* Exercise brief: Count the lines in the material below that contain the string "green", with case counting, and reply with only that number.

------------------------------

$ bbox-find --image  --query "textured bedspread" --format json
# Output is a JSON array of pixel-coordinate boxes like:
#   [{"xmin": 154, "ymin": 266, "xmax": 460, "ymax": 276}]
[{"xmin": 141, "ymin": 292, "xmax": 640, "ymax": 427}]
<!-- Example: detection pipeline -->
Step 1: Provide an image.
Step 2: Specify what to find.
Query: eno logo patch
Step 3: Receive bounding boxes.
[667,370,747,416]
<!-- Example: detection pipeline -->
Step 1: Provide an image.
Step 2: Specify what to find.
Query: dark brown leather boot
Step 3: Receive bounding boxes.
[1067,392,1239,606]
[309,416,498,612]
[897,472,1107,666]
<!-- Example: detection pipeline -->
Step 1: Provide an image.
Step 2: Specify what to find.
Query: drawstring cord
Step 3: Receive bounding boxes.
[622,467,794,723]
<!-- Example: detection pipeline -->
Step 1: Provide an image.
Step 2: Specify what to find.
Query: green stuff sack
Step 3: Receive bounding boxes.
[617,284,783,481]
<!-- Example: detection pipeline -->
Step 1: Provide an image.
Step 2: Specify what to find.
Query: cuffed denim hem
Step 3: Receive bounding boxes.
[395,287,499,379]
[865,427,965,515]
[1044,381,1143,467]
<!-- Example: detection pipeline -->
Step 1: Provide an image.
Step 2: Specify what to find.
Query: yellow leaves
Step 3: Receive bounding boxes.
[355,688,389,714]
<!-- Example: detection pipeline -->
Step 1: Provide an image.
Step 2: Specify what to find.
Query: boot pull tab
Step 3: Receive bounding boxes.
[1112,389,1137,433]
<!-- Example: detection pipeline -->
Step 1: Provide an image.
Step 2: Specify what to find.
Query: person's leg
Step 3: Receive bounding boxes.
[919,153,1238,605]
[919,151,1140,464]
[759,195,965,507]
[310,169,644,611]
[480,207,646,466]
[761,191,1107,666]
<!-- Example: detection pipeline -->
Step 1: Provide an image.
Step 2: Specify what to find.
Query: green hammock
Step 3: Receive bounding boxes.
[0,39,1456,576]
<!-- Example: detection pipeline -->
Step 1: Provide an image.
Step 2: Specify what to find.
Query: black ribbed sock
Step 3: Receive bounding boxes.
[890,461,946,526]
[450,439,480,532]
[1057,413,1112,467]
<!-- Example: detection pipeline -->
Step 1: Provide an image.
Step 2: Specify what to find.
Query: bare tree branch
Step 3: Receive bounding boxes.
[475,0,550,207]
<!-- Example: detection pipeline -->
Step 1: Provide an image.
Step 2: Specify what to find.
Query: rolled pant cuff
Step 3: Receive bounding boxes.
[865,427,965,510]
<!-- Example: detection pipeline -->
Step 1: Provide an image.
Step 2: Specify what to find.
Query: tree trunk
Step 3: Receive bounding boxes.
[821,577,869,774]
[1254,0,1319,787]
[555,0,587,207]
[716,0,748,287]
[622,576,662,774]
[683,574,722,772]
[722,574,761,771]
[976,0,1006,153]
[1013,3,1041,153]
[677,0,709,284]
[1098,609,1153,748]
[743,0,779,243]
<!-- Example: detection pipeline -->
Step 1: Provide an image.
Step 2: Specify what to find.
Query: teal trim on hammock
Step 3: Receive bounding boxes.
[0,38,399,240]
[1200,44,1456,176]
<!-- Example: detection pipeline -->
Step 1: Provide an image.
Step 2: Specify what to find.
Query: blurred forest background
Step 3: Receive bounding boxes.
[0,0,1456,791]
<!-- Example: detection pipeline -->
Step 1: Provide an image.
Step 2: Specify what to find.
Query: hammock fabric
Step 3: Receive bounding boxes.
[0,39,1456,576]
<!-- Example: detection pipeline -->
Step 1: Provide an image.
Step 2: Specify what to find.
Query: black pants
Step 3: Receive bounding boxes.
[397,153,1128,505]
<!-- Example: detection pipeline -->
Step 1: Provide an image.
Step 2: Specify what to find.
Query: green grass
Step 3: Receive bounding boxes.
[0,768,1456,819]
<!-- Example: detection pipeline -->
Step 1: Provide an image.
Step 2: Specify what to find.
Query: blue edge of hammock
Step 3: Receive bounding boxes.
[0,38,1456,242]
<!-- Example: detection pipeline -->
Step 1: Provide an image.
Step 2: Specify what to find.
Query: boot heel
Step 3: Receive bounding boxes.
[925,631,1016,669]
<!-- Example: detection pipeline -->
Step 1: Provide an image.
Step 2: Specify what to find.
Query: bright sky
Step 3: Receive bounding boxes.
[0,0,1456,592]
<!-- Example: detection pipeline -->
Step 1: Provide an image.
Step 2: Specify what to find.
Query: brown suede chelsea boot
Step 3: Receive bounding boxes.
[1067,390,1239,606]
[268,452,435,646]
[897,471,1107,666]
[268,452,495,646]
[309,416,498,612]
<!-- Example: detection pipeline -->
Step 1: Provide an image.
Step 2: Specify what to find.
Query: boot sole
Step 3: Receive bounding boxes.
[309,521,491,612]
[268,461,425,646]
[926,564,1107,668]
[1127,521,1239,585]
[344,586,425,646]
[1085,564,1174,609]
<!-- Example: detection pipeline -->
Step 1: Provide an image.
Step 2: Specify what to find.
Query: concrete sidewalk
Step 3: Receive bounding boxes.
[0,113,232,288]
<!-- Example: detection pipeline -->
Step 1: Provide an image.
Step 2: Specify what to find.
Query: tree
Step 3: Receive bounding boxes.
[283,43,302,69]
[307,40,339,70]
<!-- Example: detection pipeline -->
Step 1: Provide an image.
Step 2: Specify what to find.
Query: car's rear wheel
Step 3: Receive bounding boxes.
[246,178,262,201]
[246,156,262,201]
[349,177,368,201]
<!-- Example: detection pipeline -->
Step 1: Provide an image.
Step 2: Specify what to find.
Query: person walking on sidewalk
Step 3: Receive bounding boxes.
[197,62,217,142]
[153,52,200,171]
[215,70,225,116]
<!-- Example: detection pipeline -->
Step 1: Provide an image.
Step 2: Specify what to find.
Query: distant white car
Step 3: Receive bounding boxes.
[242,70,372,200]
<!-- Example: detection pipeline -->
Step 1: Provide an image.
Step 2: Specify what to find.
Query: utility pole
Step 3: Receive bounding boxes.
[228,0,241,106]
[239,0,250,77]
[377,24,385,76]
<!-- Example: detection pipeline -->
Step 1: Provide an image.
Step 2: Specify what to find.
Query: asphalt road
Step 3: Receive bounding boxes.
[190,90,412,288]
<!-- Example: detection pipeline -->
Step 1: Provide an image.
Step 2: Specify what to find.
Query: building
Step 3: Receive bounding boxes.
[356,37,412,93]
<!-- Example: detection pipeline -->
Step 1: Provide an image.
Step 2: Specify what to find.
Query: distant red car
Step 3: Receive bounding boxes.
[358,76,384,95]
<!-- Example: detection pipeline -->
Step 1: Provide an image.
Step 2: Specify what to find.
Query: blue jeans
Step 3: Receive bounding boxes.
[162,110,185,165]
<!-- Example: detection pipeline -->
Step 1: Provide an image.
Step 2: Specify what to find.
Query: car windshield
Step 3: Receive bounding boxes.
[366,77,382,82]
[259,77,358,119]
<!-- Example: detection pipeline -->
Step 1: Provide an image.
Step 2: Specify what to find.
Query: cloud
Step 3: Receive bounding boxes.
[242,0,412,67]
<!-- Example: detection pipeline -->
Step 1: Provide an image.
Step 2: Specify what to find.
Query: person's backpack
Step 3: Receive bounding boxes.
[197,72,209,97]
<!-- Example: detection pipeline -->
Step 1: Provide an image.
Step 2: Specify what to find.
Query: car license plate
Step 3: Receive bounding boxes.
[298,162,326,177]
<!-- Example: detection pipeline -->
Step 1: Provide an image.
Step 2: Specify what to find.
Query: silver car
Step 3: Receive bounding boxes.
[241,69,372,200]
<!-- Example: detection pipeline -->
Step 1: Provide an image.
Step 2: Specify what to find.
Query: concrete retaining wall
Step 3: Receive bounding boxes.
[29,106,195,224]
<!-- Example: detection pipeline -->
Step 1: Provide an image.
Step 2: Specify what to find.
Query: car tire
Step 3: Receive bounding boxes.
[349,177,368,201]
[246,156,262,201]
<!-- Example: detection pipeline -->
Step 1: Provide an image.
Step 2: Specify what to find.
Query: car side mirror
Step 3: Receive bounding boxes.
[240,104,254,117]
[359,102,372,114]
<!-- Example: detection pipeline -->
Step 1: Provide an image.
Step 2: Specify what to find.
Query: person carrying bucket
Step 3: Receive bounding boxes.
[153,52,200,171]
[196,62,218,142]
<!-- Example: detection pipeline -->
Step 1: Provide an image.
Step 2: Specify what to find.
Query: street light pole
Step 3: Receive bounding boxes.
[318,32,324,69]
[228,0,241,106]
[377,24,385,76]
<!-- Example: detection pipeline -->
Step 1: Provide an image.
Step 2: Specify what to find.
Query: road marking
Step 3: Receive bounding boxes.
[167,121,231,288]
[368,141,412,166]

------------------------------

* Expected answer: 3